- _PROBLEM TO SOLVE_
Would you print all of the entries word for word?

- _INFORMATION_
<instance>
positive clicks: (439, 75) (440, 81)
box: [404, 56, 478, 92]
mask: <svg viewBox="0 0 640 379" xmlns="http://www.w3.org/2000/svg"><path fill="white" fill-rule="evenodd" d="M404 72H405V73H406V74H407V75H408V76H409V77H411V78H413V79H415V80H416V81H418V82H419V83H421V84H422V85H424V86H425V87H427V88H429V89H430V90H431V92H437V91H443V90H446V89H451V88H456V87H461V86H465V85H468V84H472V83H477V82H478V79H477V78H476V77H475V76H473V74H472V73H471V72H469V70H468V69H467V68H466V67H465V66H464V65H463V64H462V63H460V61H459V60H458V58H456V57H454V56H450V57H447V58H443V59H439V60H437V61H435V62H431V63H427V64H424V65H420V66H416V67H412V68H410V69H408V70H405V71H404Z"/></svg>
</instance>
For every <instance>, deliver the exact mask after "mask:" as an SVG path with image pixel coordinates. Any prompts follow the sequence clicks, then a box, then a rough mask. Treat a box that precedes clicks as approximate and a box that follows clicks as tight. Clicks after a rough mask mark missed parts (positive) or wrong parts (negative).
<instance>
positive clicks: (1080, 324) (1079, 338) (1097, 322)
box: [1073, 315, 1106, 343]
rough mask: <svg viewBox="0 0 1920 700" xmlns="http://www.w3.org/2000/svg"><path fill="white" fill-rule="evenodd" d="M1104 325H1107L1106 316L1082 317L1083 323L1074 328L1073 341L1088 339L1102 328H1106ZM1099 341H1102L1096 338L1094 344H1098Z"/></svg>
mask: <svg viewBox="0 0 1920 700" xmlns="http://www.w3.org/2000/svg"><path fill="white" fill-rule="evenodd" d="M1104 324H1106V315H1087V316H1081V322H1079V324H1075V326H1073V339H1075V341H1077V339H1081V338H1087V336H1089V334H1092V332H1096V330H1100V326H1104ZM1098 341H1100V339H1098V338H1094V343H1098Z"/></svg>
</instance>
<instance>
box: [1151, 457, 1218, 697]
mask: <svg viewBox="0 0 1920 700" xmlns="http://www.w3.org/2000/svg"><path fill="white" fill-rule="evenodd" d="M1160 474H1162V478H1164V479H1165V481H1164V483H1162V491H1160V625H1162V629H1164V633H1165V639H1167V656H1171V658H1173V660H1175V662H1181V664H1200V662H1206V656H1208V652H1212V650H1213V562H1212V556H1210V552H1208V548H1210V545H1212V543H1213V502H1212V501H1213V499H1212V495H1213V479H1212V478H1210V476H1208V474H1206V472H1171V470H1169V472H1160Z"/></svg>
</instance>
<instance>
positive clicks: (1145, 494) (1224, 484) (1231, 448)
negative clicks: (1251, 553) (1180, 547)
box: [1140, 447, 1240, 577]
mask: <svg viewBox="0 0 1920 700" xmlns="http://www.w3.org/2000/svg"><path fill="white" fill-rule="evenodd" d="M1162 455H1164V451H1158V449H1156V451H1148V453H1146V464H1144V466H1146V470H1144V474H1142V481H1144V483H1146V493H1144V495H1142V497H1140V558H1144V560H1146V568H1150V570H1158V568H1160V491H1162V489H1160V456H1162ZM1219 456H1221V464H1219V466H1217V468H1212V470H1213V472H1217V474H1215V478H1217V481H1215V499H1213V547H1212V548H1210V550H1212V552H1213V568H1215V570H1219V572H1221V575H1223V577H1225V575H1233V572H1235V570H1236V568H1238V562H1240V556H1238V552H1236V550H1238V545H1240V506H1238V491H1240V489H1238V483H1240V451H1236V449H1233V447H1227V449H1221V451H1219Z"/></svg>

- _ANSWER TO THIS TASK_
<instance>
positive clicks: (439, 75) (440, 81)
box: [404, 56, 478, 92]
mask: <svg viewBox="0 0 640 379" xmlns="http://www.w3.org/2000/svg"><path fill="white" fill-rule="evenodd" d="M404 72H405V73H406V74H407V75H408V76H409V77H411V78H413V79H415V80H416V81H418V82H419V83H421V84H422V85H424V86H425V87H427V88H429V89H430V90H431V92H437V91H443V90H446V89H451V88H456V87H461V86H465V85H468V84H472V83H477V82H478V79H477V78H476V77H475V76H473V74H472V73H471V72H469V70H468V69H467V68H466V67H465V66H464V65H463V64H462V63H460V61H459V60H458V58H456V57H454V56H450V57H447V58H443V59H439V60H437V61H435V62H431V63H427V64H424V65H420V66H416V67H412V68H410V69H408V70H405V71H404Z"/></svg>
</instance>
For every <instance>, deliver the exact mask after "mask:" as an SVG path with image pixel coordinates. Any prompts follow the sequence clicks, then a box, then a rough mask. Treat a box that precedes clicks as approximate and a box that follows clicks as tight. Clicks after a rough mask mark missed parts (positive) or wrong parts (negative).
<instance>
positive clicks: (1080, 324) (1079, 338) (1097, 322)
box: [1073, 315, 1106, 343]
rough mask: <svg viewBox="0 0 1920 700" xmlns="http://www.w3.org/2000/svg"><path fill="white" fill-rule="evenodd" d="M1104 325H1107L1106 316L1082 317L1083 323L1074 328L1073 341L1088 339L1102 328H1106ZM1099 341H1102L1096 338L1094 344H1098Z"/></svg>
mask: <svg viewBox="0 0 1920 700" xmlns="http://www.w3.org/2000/svg"><path fill="white" fill-rule="evenodd" d="M1104 324H1106V315H1087V316H1081V322H1079V324H1075V326H1073V339H1075V341H1077V339H1081V338H1087V336H1089V334H1092V332H1096V330H1100V326H1104ZM1098 341H1100V339H1098V338H1094V343H1098Z"/></svg>
</instance>
<instance>
box: [1151, 457, 1218, 697]
mask: <svg viewBox="0 0 1920 700" xmlns="http://www.w3.org/2000/svg"><path fill="white" fill-rule="evenodd" d="M1160 474H1162V478H1164V479H1165V481H1164V483H1162V491H1160V625H1162V629H1164V633H1165V639H1167V656H1171V658H1173V660H1175V662H1181V664H1200V662H1206V656H1208V652H1212V650H1213V562H1212V556H1210V552H1208V548H1210V545H1212V543H1213V502H1212V501H1213V499H1212V495H1213V479H1212V478H1210V476H1208V474H1206V472H1171V470H1169V472H1160Z"/></svg>
</instance>
<instance>
positive clicks: (1145, 494) (1224, 484) (1231, 448)
negative clicks: (1251, 553) (1180, 547)
box: [1140, 447, 1240, 577]
mask: <svg viewBox="0 0 1920 700" xmlns="http://www.w3.org/2000/svg"><path fill="white" fill-rule="evenodd" d="M1162 455H1164V451H1158V449H1156V451H1148V453H1146V464H1144V466H1146V470H1144V474H1142V481H1144V483H1146V493H1144V495H1142V497H1140V558H1144V560H1146V568H1150V570H1158V568H1160V491H1162V489H1160V456H1162ZM1219 456H1221V464H1219V466H1217V468H1212V470H1213V472H1217V474H1215V478H1217V481H1215V499H1213V547H1212V548H1210V550H1212V552H1213V568H1215V570H1219V572H1221V575H1223V577H1225V575H1233V572H1235V570H1236V568H1238V562H1240V556H1238V552H1236V550H1238V545H1240V506H1238V491H1240V489H1238V483H1240V451H1236V449H1233V447H1227V449H1221V451H1219Z"/></svg>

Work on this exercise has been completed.